-- Exercise prompt --
Reproduce the whole of the data exactly.

-- Exercise data --
══════
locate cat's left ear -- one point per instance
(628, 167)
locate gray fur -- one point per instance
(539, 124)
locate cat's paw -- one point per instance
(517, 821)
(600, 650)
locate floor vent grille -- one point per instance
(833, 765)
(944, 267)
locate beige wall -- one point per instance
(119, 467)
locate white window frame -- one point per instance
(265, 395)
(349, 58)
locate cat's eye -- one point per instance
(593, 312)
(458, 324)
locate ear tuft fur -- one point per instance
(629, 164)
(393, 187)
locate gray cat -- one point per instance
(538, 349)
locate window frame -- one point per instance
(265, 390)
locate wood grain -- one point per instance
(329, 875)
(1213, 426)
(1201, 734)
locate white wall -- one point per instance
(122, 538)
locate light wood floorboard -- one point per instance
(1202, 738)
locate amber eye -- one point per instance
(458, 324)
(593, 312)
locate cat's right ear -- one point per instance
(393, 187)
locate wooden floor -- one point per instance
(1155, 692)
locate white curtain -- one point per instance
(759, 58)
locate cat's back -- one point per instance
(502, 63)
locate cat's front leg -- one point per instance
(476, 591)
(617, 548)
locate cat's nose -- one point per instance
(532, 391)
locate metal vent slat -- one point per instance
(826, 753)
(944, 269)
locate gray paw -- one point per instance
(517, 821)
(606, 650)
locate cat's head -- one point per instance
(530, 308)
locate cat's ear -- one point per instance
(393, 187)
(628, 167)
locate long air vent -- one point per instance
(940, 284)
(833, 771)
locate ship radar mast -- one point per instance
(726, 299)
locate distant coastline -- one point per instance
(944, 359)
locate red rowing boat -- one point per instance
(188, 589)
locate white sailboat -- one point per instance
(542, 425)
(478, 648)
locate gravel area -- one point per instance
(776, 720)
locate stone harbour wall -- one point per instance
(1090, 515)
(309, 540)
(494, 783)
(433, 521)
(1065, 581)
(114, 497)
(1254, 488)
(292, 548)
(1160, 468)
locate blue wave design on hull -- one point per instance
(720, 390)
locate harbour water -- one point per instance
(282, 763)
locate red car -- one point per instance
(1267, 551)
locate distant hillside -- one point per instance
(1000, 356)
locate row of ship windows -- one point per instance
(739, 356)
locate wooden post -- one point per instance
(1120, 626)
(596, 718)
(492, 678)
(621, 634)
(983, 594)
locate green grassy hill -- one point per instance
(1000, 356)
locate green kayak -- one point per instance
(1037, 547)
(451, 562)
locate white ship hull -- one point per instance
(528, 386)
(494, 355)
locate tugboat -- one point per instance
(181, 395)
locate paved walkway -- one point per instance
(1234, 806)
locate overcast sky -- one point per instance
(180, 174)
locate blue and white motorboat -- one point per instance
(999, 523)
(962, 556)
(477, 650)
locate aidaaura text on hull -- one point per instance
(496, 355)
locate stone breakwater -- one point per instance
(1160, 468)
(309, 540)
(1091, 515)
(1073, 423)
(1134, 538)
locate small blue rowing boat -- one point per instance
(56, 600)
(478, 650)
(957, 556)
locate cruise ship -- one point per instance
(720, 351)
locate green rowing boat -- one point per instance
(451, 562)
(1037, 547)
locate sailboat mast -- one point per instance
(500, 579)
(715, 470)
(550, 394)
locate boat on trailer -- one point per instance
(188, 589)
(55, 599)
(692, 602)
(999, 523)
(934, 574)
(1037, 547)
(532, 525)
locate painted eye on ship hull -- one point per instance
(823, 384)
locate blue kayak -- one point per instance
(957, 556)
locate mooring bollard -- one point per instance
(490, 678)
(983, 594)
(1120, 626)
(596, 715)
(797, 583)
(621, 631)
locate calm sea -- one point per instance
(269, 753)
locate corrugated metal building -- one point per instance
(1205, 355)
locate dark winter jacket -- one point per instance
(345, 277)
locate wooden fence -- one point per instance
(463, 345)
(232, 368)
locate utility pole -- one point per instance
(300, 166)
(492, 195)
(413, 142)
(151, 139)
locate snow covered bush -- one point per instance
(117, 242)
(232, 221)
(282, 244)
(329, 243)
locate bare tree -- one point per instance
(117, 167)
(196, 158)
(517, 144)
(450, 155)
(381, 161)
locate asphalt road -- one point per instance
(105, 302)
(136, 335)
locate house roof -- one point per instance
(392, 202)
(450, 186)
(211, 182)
══════
-- Finished task --
locate cat's left ear -- one point per instance
(628, 167)
locate gray fur -- one point per instance
(539, 124)
locate cat's paw -- one point per instance
(517, 821)
(600, 650)
locate floor vent grille -- one point per instance
(833, 765)
(944, 267)
locate beige wall -- one point per instance
(119, 467)
locate white window frame -- one point per instance
(265, 395)
(349, 58)
locate cat's eye -- one point per instance
(593, 312)
(458, 324)
locate ear tuft fur -- one point per instance
(629, 164)
(393, 187)
locate gray cat -- one point per instance
(538, 349)
locate window frame -- one point per instance
(265, 390)
locate wood grain -- one point per instance
(329, 875)
(1213, 426)
(1201, 734)
locate white wall -- one point per instance
(122, 538)
locate light wood floorboard -- one point per instance
(1202, 738)
locate amber eye -- one point per instance
(458, 324)
(593, 312)
locate cat's right ear -- one point per instance
(393, 187)
locate wooden floor -- one point per instance
(1155, 692)
locate white curtain -- one point per instance
(759, 58)
locate cat's back -- one point per instance
(502, 63)
locate cat's front leg -- one point per instance
(476, 591)
(617, 548)
locate cat's nose -- one point per instance
(532, 391)
locate metal vent slat -- one point per instance
(826, 753)
(944, 269)
locate gray paw -- one point per instance
(517, 821)
(606, 650)
locate cat's head -- one point per instance
(530, 308)
locate cat's ear -- one point per instance
(393, 187)
(628, 167)
locate long air vent -- one point per instance
(940, 284)
(833, 771)
locate ship radar mast -- one point per instance
(726, 299)
locate distant coastline -- one point per instance
(944, 359)
locate red rowing boat -- one point per instance
(188, 589)
locate white sailboat -- one point per instance
(542, 425)
(478, 648)
locate gravel area -- one point per instance
(776, 720)
locate stone harbour wall -- one point per instance
(1090, 515)
(309, 540)
(494, 783)
(433, 521)
(1065, 581)
(114, 497)
(1254, 488)
(292, 548)
(1160, 468)
locate blue wave design on hull -- one point per instance
(720, 390)
locate harbour water -- one point per instance
(282, 763)
locate red car -- one point per instance
(1267, 551)
locate distant hillside -- one point per instance
(1000, 356)
locate row of ship windows -- one point per instance
(739, 356)
locate wooden post -- one point per instance
(1120, 626)
(596, 718)
(492, 678)
(621, 634)
(983, 594)
locate green grassy hill -- one point per instance
(1000, 356)
locate green kayak -- one point per instance
(1037, 547)
(451, 562)
locate white ship hull -- one point per instance
(528, 386)
(494, 355)
locate tugboat -- one point per instance
(181, 395)
locate paved walkway -- one point per instance
(1234, 806)
locate overcast sky -- one point per instance
(180, 174)
locate blue and white motorboat -- one point per instance
(999, 523)
(962, 556)
(477, 650)
locate aidaaura text on hull -- one point per instance
(496, 355)
locate stone breakwater -- one point per instance
(1160, 468)
(309, 540)
(1091, 515)
(1073, 423)
(1134, 538)
locate small blue rowing boat -- one point per instance
(56, 600)
(478, 650)
(957, 556)
locate cruise ship -- one point per instance
(720, 351)
locate green rowing boat -- one point per instance
(451, 562)
(1037, 547)
locate sailboat mast -- one point per instance
(500, 579)
(715, 470)
(550, 394)
locate boat on trailer -- one point per instance
(188, 589)
(55, 599)
(692, 602)
(999, 523)
(934, 574)
(1037, 547)
(532, 525)
locate painted eye on ship hull -- one point per instance
(823, 384)
locate blue kayak -- one point per instance
(957, 556)
locate mooring bollard -- one point per instance
(490, 678)
(983, 594)
(1120, 626)
(596, 715)
(797, 583)
(621, 631)
locate calm sea -- one point per instance
(269, 753)
locate corrugated metal building -- one point per instance
(1205, 355)
locate dark winter jacket -- one point per instance
(345, 277)
locate wooden fence -- one point per instance
(463, 345)
(232, 368)
locate utility pole -- one point per instance
(300, 166)
(492, 195)
(413, 142)
(151, 139)
locate snow covered bush -- one point per instance
(117, 242)
(232, 221)
(282, 244)
(329, 243)
locate bare tree -- one point per instance
(117, 167)
(196, 158)
(517, 144)
(450, 155)
(381, 161)
locate asphalt road -- one point per instance
(105, 302)
(136, 335)
locate house roof -- one point per instance
(392, 202)
(450, 186)
(211, 182)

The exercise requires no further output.